Reproduce the part of the listing that opens with the line containing "In which part of this frame does the ridged" and closes with the line containing "0,2 -> 880,587", offsetting every coordinate in the answers by 127 and copying every other line unchanged.
## start RECORDS
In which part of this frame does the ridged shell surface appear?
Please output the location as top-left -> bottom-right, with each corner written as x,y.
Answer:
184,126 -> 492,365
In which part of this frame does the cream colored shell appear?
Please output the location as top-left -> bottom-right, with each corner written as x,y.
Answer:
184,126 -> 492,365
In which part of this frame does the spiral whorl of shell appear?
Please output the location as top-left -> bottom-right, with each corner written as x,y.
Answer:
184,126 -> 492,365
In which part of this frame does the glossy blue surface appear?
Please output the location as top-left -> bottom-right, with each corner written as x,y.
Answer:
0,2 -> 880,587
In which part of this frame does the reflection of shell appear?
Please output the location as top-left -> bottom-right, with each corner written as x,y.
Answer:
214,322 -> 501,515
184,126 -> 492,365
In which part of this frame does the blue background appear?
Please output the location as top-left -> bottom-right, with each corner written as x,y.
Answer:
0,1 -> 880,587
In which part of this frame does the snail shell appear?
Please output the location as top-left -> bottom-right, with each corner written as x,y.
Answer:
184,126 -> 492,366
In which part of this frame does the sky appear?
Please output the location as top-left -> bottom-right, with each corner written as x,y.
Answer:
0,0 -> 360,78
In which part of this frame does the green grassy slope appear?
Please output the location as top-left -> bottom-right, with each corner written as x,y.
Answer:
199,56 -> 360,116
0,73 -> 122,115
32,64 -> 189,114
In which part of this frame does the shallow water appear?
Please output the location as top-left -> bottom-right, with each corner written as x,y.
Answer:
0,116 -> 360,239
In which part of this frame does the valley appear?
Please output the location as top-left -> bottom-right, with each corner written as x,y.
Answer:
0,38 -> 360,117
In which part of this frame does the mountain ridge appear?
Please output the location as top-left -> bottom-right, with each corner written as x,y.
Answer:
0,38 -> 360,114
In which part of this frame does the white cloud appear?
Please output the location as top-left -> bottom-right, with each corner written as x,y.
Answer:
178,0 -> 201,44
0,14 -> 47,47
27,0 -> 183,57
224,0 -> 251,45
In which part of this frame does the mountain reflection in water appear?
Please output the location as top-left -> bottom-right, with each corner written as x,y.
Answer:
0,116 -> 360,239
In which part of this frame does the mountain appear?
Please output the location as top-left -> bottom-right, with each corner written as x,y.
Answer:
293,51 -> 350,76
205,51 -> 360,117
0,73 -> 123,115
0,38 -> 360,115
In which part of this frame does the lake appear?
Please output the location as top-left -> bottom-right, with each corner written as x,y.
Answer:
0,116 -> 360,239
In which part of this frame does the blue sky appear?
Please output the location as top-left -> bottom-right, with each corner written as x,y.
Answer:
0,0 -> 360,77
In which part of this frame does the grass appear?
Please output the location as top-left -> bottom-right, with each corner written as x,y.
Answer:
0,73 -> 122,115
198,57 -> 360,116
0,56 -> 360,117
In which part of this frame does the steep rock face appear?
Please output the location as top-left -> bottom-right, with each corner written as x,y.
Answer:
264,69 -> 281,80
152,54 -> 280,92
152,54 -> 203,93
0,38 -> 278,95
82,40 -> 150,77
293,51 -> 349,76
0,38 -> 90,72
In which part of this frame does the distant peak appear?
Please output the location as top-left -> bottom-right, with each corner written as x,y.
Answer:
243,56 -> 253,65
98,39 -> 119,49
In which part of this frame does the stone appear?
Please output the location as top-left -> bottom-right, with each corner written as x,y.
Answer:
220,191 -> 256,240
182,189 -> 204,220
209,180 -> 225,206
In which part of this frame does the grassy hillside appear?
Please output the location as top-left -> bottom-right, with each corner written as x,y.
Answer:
## end RECORDS
## start RECORDS
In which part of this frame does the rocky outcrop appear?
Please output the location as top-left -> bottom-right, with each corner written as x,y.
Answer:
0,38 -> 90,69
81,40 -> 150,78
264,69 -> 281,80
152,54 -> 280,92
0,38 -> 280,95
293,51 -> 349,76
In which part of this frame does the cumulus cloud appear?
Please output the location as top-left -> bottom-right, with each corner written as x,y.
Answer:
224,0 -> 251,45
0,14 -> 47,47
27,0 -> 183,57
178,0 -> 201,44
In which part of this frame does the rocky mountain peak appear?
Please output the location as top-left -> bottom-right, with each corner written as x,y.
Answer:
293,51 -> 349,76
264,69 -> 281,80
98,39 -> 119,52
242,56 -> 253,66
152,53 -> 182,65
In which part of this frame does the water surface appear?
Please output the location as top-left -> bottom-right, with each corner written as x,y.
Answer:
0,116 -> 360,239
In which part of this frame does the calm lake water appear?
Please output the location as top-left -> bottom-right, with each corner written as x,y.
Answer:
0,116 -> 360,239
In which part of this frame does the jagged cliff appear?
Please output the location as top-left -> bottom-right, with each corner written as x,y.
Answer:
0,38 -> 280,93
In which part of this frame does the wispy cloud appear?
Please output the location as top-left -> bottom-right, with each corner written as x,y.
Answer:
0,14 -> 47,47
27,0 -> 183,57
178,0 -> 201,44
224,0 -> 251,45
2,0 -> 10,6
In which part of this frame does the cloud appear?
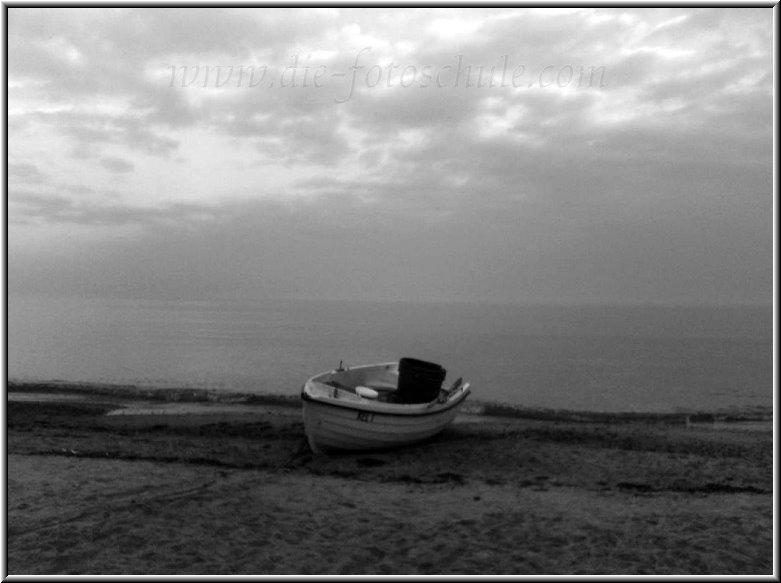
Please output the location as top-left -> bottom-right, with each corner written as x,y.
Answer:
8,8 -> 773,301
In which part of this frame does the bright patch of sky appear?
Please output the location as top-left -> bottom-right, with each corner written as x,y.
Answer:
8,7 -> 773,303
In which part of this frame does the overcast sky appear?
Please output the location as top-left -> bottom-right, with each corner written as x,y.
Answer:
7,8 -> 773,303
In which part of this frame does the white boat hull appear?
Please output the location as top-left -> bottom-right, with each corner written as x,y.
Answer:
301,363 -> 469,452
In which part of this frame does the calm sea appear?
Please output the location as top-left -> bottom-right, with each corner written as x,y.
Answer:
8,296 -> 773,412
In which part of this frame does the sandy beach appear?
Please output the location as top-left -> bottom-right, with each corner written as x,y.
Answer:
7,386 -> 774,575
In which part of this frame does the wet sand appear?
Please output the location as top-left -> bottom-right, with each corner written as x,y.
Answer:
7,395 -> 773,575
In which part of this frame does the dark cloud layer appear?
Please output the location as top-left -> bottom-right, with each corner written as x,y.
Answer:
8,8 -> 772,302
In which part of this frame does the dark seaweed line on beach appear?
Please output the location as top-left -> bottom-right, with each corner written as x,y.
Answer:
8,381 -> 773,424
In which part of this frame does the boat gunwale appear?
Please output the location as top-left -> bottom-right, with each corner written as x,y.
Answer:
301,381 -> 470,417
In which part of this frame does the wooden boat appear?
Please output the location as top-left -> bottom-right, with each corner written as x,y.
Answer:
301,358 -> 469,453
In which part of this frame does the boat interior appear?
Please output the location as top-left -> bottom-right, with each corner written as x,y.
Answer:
## end RECORDS
PROBLEM SOLUTION ▸
In which part of this frame does the ridged shell surface appear?
Please output the location as top-left -> bottom-right, with each corner written as x,y.
Answer:
311,253 -> 619,492
In which part of this frame does the cream colored shell appear?
Please output the location as top-left -> bottom-right, with each corner written as x,y.
Answer:
311,253 -> 619,492
In which part of this frame does the spiral whorl of shell appear?
Please output the location as top-left -> bottom-right, with each corner written as x,y.
Answer:
311,253 -> 619,492
In which part of this frame does the glossy blue surface appear?
Please output the location as top-left -> bottom-right, with each corner written as x,y.
Answer:
127,129 -> 1007,714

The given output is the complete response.